--- begin ---

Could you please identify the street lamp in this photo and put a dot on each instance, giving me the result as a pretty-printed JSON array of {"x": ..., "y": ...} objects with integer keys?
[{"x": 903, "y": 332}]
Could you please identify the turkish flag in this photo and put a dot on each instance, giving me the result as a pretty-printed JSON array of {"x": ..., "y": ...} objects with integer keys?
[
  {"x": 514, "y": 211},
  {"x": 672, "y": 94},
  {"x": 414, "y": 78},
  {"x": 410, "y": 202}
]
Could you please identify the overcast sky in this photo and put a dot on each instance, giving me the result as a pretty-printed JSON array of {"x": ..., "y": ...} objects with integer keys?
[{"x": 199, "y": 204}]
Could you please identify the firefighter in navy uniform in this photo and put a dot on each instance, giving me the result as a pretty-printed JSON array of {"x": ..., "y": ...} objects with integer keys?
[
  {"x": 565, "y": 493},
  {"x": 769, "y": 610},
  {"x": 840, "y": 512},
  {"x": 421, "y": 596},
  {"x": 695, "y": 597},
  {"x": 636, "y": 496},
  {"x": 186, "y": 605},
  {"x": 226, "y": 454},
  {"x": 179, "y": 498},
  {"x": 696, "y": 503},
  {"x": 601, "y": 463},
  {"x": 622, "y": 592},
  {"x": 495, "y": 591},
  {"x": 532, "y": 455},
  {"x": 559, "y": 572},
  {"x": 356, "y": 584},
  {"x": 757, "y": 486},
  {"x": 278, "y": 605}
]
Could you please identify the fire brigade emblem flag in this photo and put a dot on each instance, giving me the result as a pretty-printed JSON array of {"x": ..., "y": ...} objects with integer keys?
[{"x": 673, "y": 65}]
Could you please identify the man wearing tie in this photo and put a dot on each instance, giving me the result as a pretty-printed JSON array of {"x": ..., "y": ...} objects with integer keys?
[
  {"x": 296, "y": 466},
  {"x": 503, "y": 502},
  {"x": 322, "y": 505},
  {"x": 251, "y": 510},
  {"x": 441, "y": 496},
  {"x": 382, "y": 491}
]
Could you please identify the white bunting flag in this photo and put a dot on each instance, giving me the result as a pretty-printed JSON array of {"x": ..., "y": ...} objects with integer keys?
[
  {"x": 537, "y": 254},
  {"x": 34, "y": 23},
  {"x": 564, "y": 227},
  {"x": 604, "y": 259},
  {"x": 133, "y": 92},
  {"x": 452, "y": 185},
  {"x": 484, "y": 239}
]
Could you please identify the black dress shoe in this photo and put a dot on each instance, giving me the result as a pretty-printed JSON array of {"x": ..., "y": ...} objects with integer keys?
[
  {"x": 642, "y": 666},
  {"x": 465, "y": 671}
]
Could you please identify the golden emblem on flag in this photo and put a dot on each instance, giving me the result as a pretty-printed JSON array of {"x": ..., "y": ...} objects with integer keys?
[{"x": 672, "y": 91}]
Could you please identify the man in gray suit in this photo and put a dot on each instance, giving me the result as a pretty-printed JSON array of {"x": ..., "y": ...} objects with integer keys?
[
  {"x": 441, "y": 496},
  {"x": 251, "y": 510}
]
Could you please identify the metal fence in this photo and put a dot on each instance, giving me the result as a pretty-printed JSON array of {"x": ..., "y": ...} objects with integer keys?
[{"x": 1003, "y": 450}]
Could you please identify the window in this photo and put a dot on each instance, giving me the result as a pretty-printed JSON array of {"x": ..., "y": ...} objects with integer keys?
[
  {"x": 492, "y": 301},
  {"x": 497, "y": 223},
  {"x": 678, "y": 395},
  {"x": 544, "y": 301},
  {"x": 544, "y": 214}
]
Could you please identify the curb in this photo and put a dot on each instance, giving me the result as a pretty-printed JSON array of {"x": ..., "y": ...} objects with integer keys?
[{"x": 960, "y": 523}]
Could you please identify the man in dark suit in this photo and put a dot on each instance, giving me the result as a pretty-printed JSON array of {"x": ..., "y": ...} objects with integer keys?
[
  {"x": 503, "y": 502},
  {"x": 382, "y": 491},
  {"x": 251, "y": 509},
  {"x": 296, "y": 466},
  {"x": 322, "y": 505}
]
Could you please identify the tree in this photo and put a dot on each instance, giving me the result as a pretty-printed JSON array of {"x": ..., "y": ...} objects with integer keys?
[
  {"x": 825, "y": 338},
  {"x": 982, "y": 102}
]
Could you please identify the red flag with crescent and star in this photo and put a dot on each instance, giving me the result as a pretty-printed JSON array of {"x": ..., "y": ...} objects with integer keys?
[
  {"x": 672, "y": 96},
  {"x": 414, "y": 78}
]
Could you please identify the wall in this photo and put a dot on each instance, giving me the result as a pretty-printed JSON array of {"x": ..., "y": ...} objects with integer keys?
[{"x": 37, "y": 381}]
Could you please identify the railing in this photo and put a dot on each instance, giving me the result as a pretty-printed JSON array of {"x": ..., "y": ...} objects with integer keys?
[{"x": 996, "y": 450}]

--- end ---

■ PROMPT
Rewrite all of the rows above, changing every "put a dot" to "place a marker" and leaving everything else untouched.

■ ANSWER TO THIS TASK
Could you please identify the street lamp in this photo and place a marker on each instance, giving me the result as a pretty-printed JSON array of {"x": ..., "y": ...} objects with integer keys?
[{"x": 903, "y": 332}]
Could you please identify the turkish flag in this photo and place a marker on each instance, giving me the result as a pretty-printed JSON array of {"x": ..., "y": ...} objects with integer keys?
[
  {"x": 514, "y": 211},
  {"x": 672, "y": 94},
  {"x": 414, "y": 78},
  {"x": 410, "y": 202}
]
Could you please identify the overcast sky in this photo and place a marker on each instance, giving me the result as a pretty-printed JSON array of {"x": ..., "y": ...} objects with integer keys?
[{"x": 199, "y": 204}]
Could you please identify the firefighter in navy uniform in this photo and place a marker on each instance, giving me the result as a pretty-printed JSON array of {"x": ..., "y": ...} objects with integer keys?
[
  {"x": 565, "y": 493},
  {"x": 769, "y": 610},
  {"x": 840, "y": 512},
  {"x": 421, "y": 596},
  {"x": 695, "y": 597},
  {"x": 636, "y": 496},
  {"x": 186, "y": 605},
  {"x": 226, "y": 454},
  {"x": 179, "y": 498},
  {"x": 696, "y": 503},
  {"x": 601, "y": 463},
  {"x": 622, "y": 592},
  {"x": 495, "y": 591},
  {"x": 532, "y": 455},
  {"x": 559, "y": 572},
  {"x": 356, "y": 584},
  {"x": 757, "y": 486},
  {"x": 278, "y": 605}
]
Could you please identify the fire brigade emblem flag in this photo and place a marker on each instance, giving me the result as a pretty-printed JSON array of {"x": ..., "y": ...} objects with integer keys?
[{"x": 673, "y": 65}]
Could you please identify the man wearing tie in this photo and place a marker on each instance, giving me the result as a pretty-printed JSON array of {"x": ..., "y": ...} objects with integer keys?
[
  {"x": 296, "y": 466},
  {"x": 503, "y": 502},
  {"x": 322, "y": 505},
  {"x": 251, "y": 510},
  {"x": 441, "y": 496},
  {"x": 382, "y": 491}
]
Could you please identify the white bunting flag in this photo and place a marker on each instance, giving me the result as a pretty-printed JSON array of {"x": ..., "y": ...} objects with integer keys?
[
  {"x": 537, "y": 254},
  {"x": 34, "y": 23},
  {"x": 564, "y": 227},
  {"x": 604, "y": 259},
  {"x": 133, "y": 92},
  {"x": 452, "y": 185},
  {"x": 484, "y": 239}
]
Could you please identify the black dress shoe in this photo and place a marker on each instance, giving me the result as a pretty-printed JSON array of {"x": ..., "y": ...} objects with integer keys?
[
  {"x": 642, "y": 666},
  {"x": 465, "y": 671}
]
Could you please identify the golden emblem on flag in this photo and place a marker on each instance, giving me the result as a pretty-printed JSON array of {"x": ..., "y": ...} objects with integer keys?
[{"x": 672, "y": 91}]
Could you please identify the man in gray suit in this photo and place a marker on each instance, giving me the result as a pretty-printed JSON array of {"x": ..., "y": ...} objects with integer keys?
[
  {"x": 441, "y": 496},
  {"x": 251, "y": 510}
]
Could you please identify the metal fence in this photo and place a marker on each instance, giving me the result as a pretty-printed JSON array of {"x": ..., "y": ...} objects with integer keys?
[{"x": 1003, "y": 450}]
Could you please identify the window in this photo and place a marker on each instance, giving me the result as a pretty-printed JSON array of {"x": ..., "y": ...} objects with integer keys?
[
  {"x": 492, "y": 301},
  {"x": 497, "y": 223},
  {"x": 678, "y": 395},
  {"x": 544, "y": 301},
  {"x": 544, "y": 214}
]
Could you please identify the curb in this photo and place a marker on each instance, giving me the result as a pretty-printed JSON array of {"x": ..., "y": ...} objects with integer keys?
[{"x": 960, "y": 523}]
Could you please identify the man in dark suit in this photo and place a marker on each instance, giving me the result as a pretty-printed JSON array of {"x": ..., "y": ...} objects with integer keys?
[
  {"x": 503, "y": 502},
  {"x": 382, "y": 491},
  {"x": 251, "y": 509},
  {"x": 296, "y": 466},
  {"x": 322, "y": 505}
]
Could you please identify the tree in this photo and place a marker on each instance, giving me the result as a pretty-printed JSON array of {"x": ..., "y": ...} objects with integer keys?
[
  {"x": 825, "y": 338},
  {"x": 982, "y": 102}
]
Could you please identify the red flag with crescent and star in this photo and place a marker on each instance, giving me the result as a pretty-printed JSON array of {"x": ..., "y": ...} objects with integer keys?
[
  {"x": 672, "y": 96},
  {"x": 414, "y": 78}
]
Could you please identify the wall in this photo and place a marker on each instance, giving me the result as a pretty-printed JSON array of {"x": ..., "y": ...} objects with integer keys?
[{"x": 37, "y": 381}]
Could you please identify the railing in this photo and place a marker on each instance, giving me the result as a pretty-printed JSON array of {"x": ..., "y": ...} objects with integer keys?
[{"x": 996, "y": 450}]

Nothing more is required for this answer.